Выбранный отрывок.

= = = = =

Тётя Улита – повариха детского дома

Что представлял  собой Игарский детский дом, когда в нём поселился после сиротских скитаний  подросток Виктор Астафьев, описано им в повести «Кража».

Между тем  я располагаю  и документальными  данными: заметкой в газете «Большевик Заполярья» 1938 года «Пасынок Игарского гороно». Поводом для публикации послужило коллективное обращение подростков, обитателей детдома  в редакцию городской газеты за защитой.  Они писали о том, что у них нет света. 16 дней как они не были в  бане. Заводятся насекомые… Нет у них и достаточного количества кроватей, спят дети по два, по три человека на койке.

Тётя Улита – повариха детского дома

Редакция проверила факты. Они подтвердились. Игарский детский дом был в то время единственным учреждением такого типа на всём Енисейском севере. Казалось бы, что в таком случае учреждение должно было быть образцовым. Дети должны были бы жить в нормальных условиях, обеспеченными, чувствовать материнскую ласку и заботу о себе со стороны городского отдела образования.  На деле же было не так.

Здание было построено  со значительными недоделками, не было даже дверных ручек, входные двери не утеплены, форточки не закрываются, замки, крючки и прочая арматура отсутствует. Рамы не застеклены, а штукатурка на кухне отваливалась от потолка.  На устранение недоделок говорили, что нет денег, как не было  их и на прокладку электропроводки.

Дети-школьники вынуждены были готовить уроки и проводить досуг при скудном  освещении свечами. В комнатах не хватало столов, стульев, тумбочек. Не было в наличии настольных игр, музыкальных инструментов, радио.  Как оказалось, по распоряжению заведующей гороно Голиковой из детдома были забраны предназначавшиеся им 15 столов, 30 стульев и табуреток и переданы в школу.

Все ребята учились в 12-ой школе, ходить до неё  было далеко, а теплой одежды нет, не было у воспитанников детского дома и учебников по предметам. Ни разу не выводили ребят и в кино.

Тётя Улита – повариха детского домаНе робкого десятка оказались подростки, написавшие письмо в редакцию. Возможно, среди организаторов и подписантов был и Витёк Астафьев, он жил в детдоме с марта 1937 года.

= = = = =

Исходные данные.
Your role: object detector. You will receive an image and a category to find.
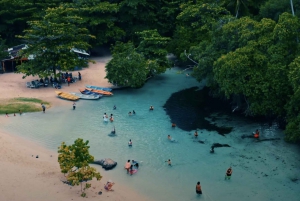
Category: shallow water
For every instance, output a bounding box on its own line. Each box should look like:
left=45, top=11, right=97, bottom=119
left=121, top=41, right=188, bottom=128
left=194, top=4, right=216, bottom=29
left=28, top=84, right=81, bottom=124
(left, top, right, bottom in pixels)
left=1, top=68, right=300, bottom=201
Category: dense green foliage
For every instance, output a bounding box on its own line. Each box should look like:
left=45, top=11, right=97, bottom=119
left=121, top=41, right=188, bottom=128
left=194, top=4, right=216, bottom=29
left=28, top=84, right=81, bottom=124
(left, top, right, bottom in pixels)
left=18, top=6, right=93, bottom=77
left=0, top=97, right=50, bottom=115
left=0, top=0, right=300, bottom=141
left=58, top=138, right=101, bottom=197
left=106, top=30, right=170, bottom=87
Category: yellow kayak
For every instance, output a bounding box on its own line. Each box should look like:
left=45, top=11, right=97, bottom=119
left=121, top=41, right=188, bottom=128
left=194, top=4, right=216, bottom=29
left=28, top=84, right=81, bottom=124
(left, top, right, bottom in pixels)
left=85, top=88, right=113, bottom=96
left=55, top=91, right=79, bottom=101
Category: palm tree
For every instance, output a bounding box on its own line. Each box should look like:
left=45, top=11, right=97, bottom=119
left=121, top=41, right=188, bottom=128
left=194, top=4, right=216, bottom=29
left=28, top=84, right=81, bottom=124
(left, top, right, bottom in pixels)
left=227, top=0, right=248, bottom=18
left=290, top=0, right=295, bottom=16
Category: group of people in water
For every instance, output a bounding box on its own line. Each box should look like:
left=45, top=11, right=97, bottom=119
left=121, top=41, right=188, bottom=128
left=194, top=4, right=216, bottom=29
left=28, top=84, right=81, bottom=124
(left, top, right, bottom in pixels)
left=124, top=160, right=139, bottom=175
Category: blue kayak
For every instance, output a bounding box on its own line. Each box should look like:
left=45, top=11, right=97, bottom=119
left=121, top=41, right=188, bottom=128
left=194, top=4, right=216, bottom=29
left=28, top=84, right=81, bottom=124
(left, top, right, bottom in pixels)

= = = = =

Задания.
**1.** Отредактируйте отрывок об Игарском детском доме, начиная с «Дети-школьники вынуждены были» и заканчивая «ребят и в кино.». Замените в нём «свечами» на «керосиновыми лампами».
**2.** Ответьте по отрывку об Игарском детском доме:
(a) В какой газете и в каком году вышла заметка «Пасынок Игарского гороно»?
(b) Сколько дней, по словам подростков, они не были в бане?
(c) В какой школе учились все воспитанники детского дома?
**3.** Продолжите отрывок об Игарском детском доме после его последнего предложения.

Ответы по порядку.
**1.**
Дети-школьники вынуждены были готовить уроки и проводить досуг при скудном  освещении керосиновыми лампами. В комнатах не хватало столов, стульев, тумбочек. Не было в наличии настольных игр, музыкальных инструментов, радио.  Как оказалось, по распоряжению заведующей гороно Голиковой из детдома были забраны предназначавшиеся им 15 столов, 30 стульев и табуреток и переданы в школу.

Все ребята учились в 12-ой школе, ходить до неё  было далеко, а теплой одежды нет, не было у воспитанников детского дома и учебников по предметам. Ни разу не выводили ребят и в кино.

**2.**
(a) В газете «Большевик Заполярья», в 1938 году.
(b) 16 дней.
(c) В 12-ой школе.

**3.**
По своему отомстил бездушной руководительнице городского отдела образования и став взрослым Виктор Астафьев. В повести «Кража» он вывел её под собственной фамилией и объяснил это так: «А вот зав.гороно Голикова выведена под собственной фамилией,  и портрет её ублюдочный в точности сохранён в моей памяти и написан в назидание тем учителям и воспитателям, которые полагают, что можно угнетать, притеснять и унижать детей безнаказанно». (Астафьев В.П. «Нет мне ответа… Эпистолярный дневник 1952-2002, Иркутск, 2009 год, стр. 204)

Совершенно другой образ у сирот вызывала, судя по повести,  повариха тётя Уля, Улита – персонаж тоже не вымышленный, а реально существовавший.

В том же процитированном выше письме сотрудникам Игарской студии телевидения, написанном в 1974 году, Виктор Петрович Астафьев, отвечая на вопрос о том, как создавалась «Кража» и  были ли в ней реальные герои и события, писал: «Тётя Уля так и была тётей Улей. Добрейший, чудеснейший человек! Такими, как тётя Уля, мир держится, только мы, кого она кормила, поила и иногда по-матерински бранила,  этого не замечаем и поздно понимаем».

Очень жаль, но фотографией тёти Улиты мы не располагаем.

А вот что о ней  написано в повести: «Шумливая, одинокая, эта женщина так ко всему в детдоме привыкла, что называла его тоже домом. В соседнем бараке дали ей отдельную комнатку, но когда она там бывала — никто не знал. Вставала тётя Уля раньше всех, ложилась позже всех. Кто она? Откуда она? Были ли у неё когда-нибудь семья и дети? Спросить об этом никто не догадывался, а сама о себе рассказывать она, видно, времени не выбрала».

Зато  повариха успевала приободрить кого-то из подростков, сунуть горсть сухариков кому-то в ладошку, а маленькая Наташка и вовсе не вылазила из кухни, так и ходила следом за ней.

«Поначалу тётя Уля была в нём кастеляншей, уборщицей и поварихой, а потом уж твёрдо определилась в одной должности.(…)

У тёти Ули в доме есть любимчики — аккуратненькие, чистенькие дети и ещё те, что слушались её или делали вид, что слушались, и не крали папирос. Папиросы она зорко стерегла, прятала их в разные места и всё же не могла упрятать. Были такие ребята, которых тётя Уля жалела, — это больные, убогонькие, тихонькие. Были и те, кого она презирала, но побаивалась и не допускала дежурить на кухню. (…)

Тех, с которыми тётя Уля начинала дом, она считала вовсе своими и по-свойски вмешивалась в их жизнь, даже требовала, чтобы они показывали ей табеля, и шибко честила их за неуспехи».

К таким, кстати, относился и главный герой повести  Толик Мазов – литературный прообраз Витька Астафьева.  Единственным недостатком поварихи  было её курение.

«Курить Ульяна начала в сушилке, после того, как потеряла всех родных и осталась одна».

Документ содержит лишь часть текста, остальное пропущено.